Questions to answer
(A) Print the part of the commentary on conservative family values that opens with the words containing "Although Bush spent" and closes with "of Concerned Scientists.".
(B) Summarize the commentary on conservative family values in two sentences.
(C) Answer these questions from the commentary on conservative family values:
(i) How much did Bush spend on abstinence-only education in Texas?
(ii) Which organization is quoted on Texas teen birth rates?
(iii) According to one quoted claim, how often do condoms fail to prevent HIV transmission in heterosexual intercourse?

Page excerpt
I always ask myself why conservatives have enough supporters to get elected.  Those who benefit from having a conservative Republican in power are really an elite few — but the way they gain a large number of their supporters is via their platform for “family values.” Their call for family values is but a mask that they use so they can not only win the support of the wealthy and those in power, but also those who hold in high esteem a conservative moral standard. After some minor digging, anyone can see that their policies are not aimed towards helping our families or instilling a moral fiber into our nation, but achieving their own agendas to line their own pockets.  

~Abstinence-Only Education

Although Bush spent $10 million on abstinence-only education in Texas, the data proves that spending more doesn’t necessarily mean getting more. 

“During President Bush’s tenure as governor of Texas from 1995 to 2000, with abstinence-only programs in place, the state ranked last in the nation in the decline of teen birth rates among 15-17 year-old females,” according to the Union of Concerned Scientists.

Among this statement are findings from a congressional staff analysis concluding these federally-funded programs are presenting “false, misleading, or distorted information,” such as:

– “HIV, the virus that causes AIDS, can be spread as via sweat and tears.”

– “Condoms fail to prevent HIV transmission as often as 31 percent of the time in heterosexual intercourse.”

– “Touching a person’s genitals can result in pregnancy.”

Extracted information
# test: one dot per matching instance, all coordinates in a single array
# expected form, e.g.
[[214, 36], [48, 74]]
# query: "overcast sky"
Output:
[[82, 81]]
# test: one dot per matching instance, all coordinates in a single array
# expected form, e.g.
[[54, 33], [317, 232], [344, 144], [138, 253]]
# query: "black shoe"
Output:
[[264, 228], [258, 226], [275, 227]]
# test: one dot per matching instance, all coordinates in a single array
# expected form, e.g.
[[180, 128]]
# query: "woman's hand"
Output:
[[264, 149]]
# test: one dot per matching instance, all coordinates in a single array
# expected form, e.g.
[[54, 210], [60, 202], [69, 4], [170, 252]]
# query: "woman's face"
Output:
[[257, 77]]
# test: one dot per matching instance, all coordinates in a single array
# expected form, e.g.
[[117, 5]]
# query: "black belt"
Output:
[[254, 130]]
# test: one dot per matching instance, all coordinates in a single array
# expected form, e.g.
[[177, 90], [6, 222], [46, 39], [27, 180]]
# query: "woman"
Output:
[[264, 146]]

==

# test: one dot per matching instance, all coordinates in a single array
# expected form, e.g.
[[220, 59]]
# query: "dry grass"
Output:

Task-by-task outputs
(A)
Although Bush spent $10 million on abstinence-only education in Texas, the data proves that spending more doesn’t necessarily mean getting more. 

“During President Bush’s tenure as governor of Texas from 1995 to 2000, with abstinence-only programs in place, the state ranked last in the nation in the decline of teen birth rates among 15-17 year-old females,” according to the Union of Concerned Scientists.

(B) The commentary argues that conservatives win broad support through a "family values" platform that is only a mask, while their policies serve their own agendas to line their own pockets. As an example, it cites abstinence-only education: Texas ranked last in the nation in the decline of teen birth rates under Bush's governorship, and a congressional staff analysis found that federally-funded programs presented false, misleading, or distorted information.

(C)
(i) $10 million
(ii) The Union of Concerned Scientists
(iii) As often as 31 percent of the time